- **Extract to read**
········
Telomerase is a two-parter: it has a protein component and an RNA component. The protein literally carries the RNA and uses it as a tool to lengthen telomeres. The RNA component is at the heart of many different genetic presentations of these diseases, as the levels of this RNA component are often very low in patients. 

Think of the telomerase protein (called TERT) as a lamp, and the telomerase RNA as a light bulb in the lamp. The light bulb cannot produce light if the lamp is off or broken, but even when the lamp is working, how bright your room is depends on the brightness of the light bulb. 

TERT is naturally present in stem cells but absent from most other cells. Some premature aging patients, like those with the X-linked form of dyskeratosis congenita, have low telomerase RNA levels. Increasing the amount of telomerase RNA component throughout the entire body is an appealing strategy to activate telomerase enzyme specifically in stem cells. This is because increasing the telomerase RNA levels in normal cells that naturally lack TERT will not activate telomerase. Bringing a light bulb into a room with no lamp will not brighten the room. Only cells with TERT will benefit from increased telomerase RNA.

Recent advances in our understanding of what keeps the levels of telomerase RNA in check led to the discovery that one of the host cell enzymes that regulates hepatitis B can also reduce telomerase RNA. Building upon this knowledge, two recent studies tested the ability of RG7834 to treat the defects of premature aging. Independent research groups at Harvard and Washington University in St. Louis both developed models for assessing the effects of the inhibitor RG7834 on telomeres and stem cell function.
········
- **Material provided**
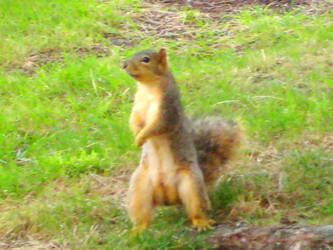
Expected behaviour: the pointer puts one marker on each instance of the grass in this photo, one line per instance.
(67, 152)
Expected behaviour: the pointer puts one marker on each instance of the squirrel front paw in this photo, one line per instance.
(139, 140)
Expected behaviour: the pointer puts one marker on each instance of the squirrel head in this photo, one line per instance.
(147, 65)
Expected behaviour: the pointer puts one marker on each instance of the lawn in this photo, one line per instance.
(66, 150)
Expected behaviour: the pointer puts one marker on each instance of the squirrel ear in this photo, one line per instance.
(163, 58)
(162, 53)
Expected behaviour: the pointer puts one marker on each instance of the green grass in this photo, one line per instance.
(66, 149)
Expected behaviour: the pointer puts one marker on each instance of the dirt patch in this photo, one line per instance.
(163, 18)
(272, 237)
(54, 55)
(215, 7)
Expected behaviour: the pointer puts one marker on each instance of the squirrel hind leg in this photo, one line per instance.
(193, 194)
(140, 204)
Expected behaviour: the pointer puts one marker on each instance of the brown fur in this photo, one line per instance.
(169, 171)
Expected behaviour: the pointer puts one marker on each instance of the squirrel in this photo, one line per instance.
(179, 156)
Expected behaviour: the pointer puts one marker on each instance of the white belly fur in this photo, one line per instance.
(161, 163)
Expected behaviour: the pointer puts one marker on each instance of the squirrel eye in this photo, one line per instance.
(145, 59)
········
- **What this exercise asks**
1. Answer these from the telomerase passage:
(a) What two components make up telomerase?
(b) In the lamp comparison, what stands for the telomerase RNA?
(c) In what cells is TERT naturally present?
2. Retype the part of the telomerase passage that opens with the words containing "Think of the" and closes with "the light bulb.".
Rely only on the telomerase passage, not the listing.

- **Results for the exercise**
1.
(a) A protein component and an RNA component.
(b) The light bulb.
(c) Stem cells.

2.
Think of the telomerase protein (called TERT) as a lamp, and the telomerase RNA as a light bulb in the lamp. The light bulb cannot produce light if the lamp is off or broken, but even when the lamp is working, how bright your room is depends on the brightness of the light bulb.